_Document excerpt_
This weekend marks a defining event of my childhood. At some point during the night of February 9, 1983, a mentally ill African-American man with a history of arson smashed the window of the southeast classroom of Greenville Christian School. The school had been renting the education wing of the old Washington Street Baptist Church, located, of course, at the intersection of Washington and Wellington Streets in North Greenville. The young man had been arrested on suspected arson of the structure before, but his prior target had been the old sanctuary proper.
The window through which he chose to set the fire was hidden behind a large, untrimmed cedar tree. The campus had been plagued with burglaries and other damage during the school's entire occupancy, dating back to 1977. Many times, human feces could be found in piles of paper - or not - in front of doorways or other nooks along the building's exterior. This included underneath the cedar tree which provided cover for the troubled man's crime. North Greenville was then -- and still is -- an economically depressed section of a smallish southern city. Surrounding the campus were rotting frame houses with notorious occupants. Beer bottles in what was then a dry city were as common on the school grounds as the slap of a plastic jump rope.
To young Christian children, the regular mistreatment of our campus signaled nothing short of the assaults of Satan and his minions. The young man who lit the fire served as the epitome of the evil out to destroy us. He wasn't just a firebug; he was a diabolical mind under demonic torment. The fire itself was the catharsis of our war against the Prince of Darkness.
Using little more than matches, the arsonist lit his fire in some papers against the inside wall beneath the broken window. The flame then spread directly upward and ignited the composite drop ceiling of the classroom. An angel altered the Greenville Fire Department quickly as the flame burned slowly across the dense ceiling. This slow-burn gave the fire "plenty to feed on" which fortuitously prevented a conflagration. However, the burning composite produced thick, choking smoke which filled every single square inch of the education wing. It seemed also to have an adhesive property to it, as the ruthless cloud absolutely covered every surface it enveloped with a foul-smelling brown film.
The next morning, Thursday, February 10, my mother woke up my sister and I late with the news. Even though we knew Satan was out to get us, nothing gets a 5th grader out of bed faster than news that his school burned. I will admit I wanted to rush to campus and take in the awful shock of what I had just heard. Soon we were joined by other board members, including my dad, in inspecting the damage.
I was struck by the gallons upon gallons of water everywhere. At first, I thought the fire had burned the pipes and caused a massive leak, but it was quickly explained that the fire hoses caused this water damage. Again, the perverse side of me was a little disappointed that my classroom, which adjoined the one where the fire started, wasn't a charred cinder. But after seeing all the water damage, it was revealing to me how the cure seemed worse than the disaster.

_Listed records_
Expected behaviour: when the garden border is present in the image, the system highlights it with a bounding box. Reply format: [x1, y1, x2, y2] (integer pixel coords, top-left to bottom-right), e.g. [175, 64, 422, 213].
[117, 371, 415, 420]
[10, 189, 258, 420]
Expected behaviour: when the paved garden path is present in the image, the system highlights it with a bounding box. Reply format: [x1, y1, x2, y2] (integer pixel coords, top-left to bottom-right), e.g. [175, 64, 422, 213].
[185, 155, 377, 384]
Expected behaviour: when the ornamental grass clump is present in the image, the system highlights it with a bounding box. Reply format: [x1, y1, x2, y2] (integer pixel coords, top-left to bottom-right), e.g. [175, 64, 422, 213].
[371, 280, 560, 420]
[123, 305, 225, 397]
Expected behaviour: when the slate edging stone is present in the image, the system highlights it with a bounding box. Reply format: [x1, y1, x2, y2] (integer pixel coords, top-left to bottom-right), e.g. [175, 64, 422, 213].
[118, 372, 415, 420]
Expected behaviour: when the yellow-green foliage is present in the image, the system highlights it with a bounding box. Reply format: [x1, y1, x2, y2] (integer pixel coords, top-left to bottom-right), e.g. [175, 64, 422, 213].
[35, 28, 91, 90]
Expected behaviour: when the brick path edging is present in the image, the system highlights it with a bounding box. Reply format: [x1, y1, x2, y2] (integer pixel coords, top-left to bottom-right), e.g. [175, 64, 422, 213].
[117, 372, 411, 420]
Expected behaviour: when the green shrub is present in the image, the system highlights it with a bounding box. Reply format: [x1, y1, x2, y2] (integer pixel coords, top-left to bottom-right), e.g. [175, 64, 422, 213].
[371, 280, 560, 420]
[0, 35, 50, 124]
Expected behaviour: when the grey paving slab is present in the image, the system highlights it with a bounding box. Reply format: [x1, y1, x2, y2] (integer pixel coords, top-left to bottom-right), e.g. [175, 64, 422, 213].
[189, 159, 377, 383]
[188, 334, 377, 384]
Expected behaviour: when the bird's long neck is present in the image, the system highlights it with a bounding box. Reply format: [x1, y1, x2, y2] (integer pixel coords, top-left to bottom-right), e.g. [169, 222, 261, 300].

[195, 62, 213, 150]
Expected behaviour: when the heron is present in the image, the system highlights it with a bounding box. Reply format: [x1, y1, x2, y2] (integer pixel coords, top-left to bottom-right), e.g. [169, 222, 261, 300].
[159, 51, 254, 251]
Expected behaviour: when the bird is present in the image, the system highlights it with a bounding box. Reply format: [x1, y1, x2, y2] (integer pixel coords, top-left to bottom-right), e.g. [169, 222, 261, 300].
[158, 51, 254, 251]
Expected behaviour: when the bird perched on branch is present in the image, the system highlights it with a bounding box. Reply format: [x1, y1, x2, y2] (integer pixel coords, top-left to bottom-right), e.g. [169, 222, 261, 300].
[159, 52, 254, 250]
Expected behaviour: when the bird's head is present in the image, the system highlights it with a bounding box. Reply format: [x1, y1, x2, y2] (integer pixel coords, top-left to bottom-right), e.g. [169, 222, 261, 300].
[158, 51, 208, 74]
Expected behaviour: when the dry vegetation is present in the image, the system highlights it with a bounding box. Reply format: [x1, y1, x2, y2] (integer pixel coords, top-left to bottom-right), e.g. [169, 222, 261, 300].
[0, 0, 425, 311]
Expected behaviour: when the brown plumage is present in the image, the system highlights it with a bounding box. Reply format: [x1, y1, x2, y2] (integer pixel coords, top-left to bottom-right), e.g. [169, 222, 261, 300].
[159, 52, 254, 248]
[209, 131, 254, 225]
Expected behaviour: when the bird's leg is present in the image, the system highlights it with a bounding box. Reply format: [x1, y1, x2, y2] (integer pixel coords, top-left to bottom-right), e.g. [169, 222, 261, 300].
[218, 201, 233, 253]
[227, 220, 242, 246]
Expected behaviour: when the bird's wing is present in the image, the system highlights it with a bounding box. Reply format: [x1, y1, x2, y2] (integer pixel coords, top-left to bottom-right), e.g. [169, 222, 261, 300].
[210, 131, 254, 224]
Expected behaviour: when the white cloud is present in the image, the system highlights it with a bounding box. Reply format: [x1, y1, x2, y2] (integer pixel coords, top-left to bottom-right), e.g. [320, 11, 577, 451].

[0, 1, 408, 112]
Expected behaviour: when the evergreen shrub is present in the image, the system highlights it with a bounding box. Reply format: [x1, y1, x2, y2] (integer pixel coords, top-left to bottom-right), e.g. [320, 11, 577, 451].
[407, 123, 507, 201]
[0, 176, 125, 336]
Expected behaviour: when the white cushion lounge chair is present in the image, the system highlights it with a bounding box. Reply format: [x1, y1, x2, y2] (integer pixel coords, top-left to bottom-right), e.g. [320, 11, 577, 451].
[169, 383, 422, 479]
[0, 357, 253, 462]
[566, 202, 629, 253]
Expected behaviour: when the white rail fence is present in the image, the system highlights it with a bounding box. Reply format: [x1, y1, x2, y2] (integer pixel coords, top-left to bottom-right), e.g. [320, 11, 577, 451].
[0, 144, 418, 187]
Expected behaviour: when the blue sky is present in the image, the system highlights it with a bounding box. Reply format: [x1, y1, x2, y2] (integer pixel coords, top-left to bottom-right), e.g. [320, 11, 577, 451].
---
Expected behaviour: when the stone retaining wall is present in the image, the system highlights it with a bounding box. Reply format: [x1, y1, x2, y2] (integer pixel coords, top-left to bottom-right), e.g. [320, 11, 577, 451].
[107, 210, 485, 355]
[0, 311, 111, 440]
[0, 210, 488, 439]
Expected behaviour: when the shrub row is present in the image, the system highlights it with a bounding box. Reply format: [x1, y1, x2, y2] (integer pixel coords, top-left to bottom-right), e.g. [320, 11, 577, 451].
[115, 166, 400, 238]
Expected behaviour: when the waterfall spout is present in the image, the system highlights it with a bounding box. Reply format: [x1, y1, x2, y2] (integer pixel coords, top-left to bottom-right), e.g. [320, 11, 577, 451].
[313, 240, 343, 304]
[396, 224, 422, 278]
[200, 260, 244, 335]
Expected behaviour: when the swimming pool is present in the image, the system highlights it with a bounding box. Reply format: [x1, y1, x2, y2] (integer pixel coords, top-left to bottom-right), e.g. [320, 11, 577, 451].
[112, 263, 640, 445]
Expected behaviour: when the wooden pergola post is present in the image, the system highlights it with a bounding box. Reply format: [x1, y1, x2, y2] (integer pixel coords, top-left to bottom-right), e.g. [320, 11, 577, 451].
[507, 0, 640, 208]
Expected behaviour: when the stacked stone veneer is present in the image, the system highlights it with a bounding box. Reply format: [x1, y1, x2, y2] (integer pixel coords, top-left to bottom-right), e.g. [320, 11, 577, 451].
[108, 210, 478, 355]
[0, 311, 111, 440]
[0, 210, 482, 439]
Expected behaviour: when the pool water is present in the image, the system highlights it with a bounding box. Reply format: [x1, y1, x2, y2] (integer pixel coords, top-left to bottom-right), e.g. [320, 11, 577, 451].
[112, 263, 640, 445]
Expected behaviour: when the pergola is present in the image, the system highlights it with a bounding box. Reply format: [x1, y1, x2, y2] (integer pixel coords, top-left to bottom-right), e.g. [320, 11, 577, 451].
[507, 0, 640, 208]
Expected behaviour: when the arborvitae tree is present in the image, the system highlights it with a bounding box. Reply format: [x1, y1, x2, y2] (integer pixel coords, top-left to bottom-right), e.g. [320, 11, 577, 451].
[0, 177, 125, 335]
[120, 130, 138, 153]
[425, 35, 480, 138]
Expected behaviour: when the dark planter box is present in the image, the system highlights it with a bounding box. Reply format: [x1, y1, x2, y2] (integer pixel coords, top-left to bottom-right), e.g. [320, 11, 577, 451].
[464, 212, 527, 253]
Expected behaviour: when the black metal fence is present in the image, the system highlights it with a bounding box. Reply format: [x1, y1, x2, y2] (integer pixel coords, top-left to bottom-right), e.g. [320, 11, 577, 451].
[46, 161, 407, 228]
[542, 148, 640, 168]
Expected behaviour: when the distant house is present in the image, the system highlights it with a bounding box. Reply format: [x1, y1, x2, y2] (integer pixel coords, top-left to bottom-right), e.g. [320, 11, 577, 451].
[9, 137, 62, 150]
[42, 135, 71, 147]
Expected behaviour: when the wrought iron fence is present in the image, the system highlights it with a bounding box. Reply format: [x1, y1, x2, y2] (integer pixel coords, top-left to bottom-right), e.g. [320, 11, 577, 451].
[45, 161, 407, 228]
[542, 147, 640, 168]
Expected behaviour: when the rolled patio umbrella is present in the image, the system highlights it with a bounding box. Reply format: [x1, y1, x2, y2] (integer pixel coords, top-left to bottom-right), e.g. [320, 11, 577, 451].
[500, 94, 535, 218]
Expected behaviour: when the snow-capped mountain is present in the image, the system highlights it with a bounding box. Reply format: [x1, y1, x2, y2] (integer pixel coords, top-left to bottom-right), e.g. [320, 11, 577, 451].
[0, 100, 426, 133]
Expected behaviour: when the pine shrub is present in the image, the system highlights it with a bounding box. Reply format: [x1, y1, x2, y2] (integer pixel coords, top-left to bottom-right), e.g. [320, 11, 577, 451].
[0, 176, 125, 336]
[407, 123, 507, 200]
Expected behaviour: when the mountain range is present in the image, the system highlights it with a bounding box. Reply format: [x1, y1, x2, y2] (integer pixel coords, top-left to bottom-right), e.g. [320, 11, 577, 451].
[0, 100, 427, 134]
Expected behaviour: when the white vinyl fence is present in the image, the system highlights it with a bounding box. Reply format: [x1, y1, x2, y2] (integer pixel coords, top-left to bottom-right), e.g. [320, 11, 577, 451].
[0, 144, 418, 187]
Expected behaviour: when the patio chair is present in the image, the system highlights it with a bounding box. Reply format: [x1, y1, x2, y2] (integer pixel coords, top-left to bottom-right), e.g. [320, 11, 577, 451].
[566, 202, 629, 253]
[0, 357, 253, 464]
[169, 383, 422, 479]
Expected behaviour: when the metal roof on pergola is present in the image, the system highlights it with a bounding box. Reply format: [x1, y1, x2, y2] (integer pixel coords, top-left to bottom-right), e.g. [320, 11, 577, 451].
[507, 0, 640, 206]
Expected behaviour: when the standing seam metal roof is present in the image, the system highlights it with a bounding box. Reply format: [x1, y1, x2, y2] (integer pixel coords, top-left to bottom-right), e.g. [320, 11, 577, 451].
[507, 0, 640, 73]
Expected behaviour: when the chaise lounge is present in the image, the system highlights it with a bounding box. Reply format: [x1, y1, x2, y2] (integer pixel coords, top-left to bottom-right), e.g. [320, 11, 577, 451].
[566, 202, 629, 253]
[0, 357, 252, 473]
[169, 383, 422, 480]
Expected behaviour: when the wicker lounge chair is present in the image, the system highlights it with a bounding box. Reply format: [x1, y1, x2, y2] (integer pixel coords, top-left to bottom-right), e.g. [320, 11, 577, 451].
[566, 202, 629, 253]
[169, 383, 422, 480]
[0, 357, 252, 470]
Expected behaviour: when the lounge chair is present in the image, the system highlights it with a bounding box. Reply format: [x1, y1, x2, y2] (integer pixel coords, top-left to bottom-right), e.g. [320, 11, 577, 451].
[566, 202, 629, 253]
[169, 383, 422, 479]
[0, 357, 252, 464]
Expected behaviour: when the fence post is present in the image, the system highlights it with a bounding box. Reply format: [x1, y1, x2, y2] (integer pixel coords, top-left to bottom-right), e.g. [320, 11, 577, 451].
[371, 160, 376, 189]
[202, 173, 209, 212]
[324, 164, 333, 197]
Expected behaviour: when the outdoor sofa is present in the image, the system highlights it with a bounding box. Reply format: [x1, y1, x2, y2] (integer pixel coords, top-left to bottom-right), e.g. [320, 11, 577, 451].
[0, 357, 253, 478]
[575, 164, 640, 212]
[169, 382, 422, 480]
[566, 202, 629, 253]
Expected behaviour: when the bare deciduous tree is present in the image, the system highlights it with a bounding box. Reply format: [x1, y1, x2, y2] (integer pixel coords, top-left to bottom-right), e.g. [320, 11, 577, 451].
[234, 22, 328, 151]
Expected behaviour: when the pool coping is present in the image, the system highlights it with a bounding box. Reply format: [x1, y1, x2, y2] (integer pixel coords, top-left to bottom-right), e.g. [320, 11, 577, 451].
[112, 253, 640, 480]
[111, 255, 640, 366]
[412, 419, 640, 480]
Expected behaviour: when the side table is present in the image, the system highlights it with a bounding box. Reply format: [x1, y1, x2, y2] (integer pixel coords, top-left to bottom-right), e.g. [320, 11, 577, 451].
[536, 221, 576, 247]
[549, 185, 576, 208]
==
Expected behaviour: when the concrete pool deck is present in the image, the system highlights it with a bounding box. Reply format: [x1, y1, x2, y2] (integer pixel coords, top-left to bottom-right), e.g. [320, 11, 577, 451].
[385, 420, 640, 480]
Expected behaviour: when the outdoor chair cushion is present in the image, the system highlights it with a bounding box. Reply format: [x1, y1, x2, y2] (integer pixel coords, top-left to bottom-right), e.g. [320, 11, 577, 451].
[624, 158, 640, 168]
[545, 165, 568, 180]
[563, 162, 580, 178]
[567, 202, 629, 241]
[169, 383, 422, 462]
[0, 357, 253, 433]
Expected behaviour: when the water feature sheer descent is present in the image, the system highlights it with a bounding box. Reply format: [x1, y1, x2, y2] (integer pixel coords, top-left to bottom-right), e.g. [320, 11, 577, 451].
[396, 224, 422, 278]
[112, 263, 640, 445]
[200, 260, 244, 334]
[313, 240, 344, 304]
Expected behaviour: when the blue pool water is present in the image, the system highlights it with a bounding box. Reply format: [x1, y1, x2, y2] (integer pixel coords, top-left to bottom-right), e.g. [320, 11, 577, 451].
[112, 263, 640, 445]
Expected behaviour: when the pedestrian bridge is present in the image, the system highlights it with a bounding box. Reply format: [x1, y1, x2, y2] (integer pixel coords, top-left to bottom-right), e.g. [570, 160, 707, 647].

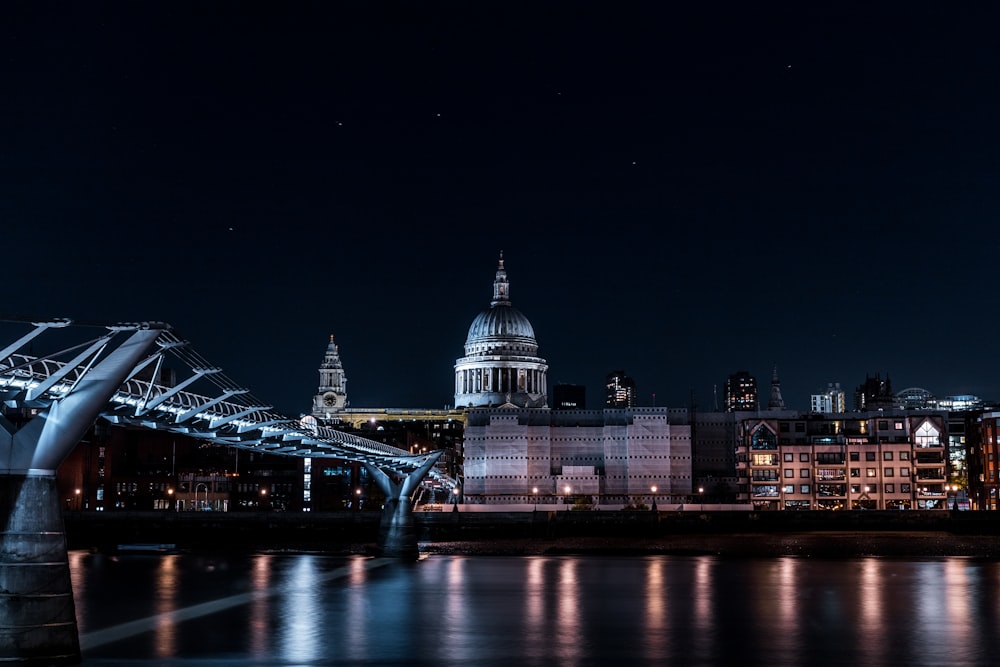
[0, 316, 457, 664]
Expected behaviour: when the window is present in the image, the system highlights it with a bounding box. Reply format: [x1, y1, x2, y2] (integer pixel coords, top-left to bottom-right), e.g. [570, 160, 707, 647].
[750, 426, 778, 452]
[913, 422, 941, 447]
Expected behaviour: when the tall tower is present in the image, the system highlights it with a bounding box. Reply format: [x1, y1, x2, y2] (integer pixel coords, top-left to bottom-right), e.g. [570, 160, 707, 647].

_Work to be completed_
Write the next part of the memoir about the 1983 fire at Greenville Christian School, starting after its last sentence.

_The answer_
But the damage to our school wasn't the defining moment I referred to earlier. Over the next seven days, including the weekend, the entire school family, as well as others in the community, got together to reopen. Southern Baptists, Independent Baptists, Catholics, Pentecostals, Charismatics, Presbyterians, Lutherans, Methodists and just good'ol run-of-the-mill evangelicals worked hard to relocate classes to a church, scrub that stinky film off desks, and re-inventory which learning materials were still usable. And all of this without a headmaster (what we called a principal), who had resigned only weeks earlier.
I spent the remainder of 5th Grade crammed next to my classmates in half of a mobile home. The following autumn, however, we moved into a new campus which is the school's current location. Years later I told this story to a pastor friend up in the Chicago suburbs, and he couldn't believe the body of Christ worked together in this way. Today, I'm still struck by the same effort of faith. It is my gold standard for how I measure a Christian community.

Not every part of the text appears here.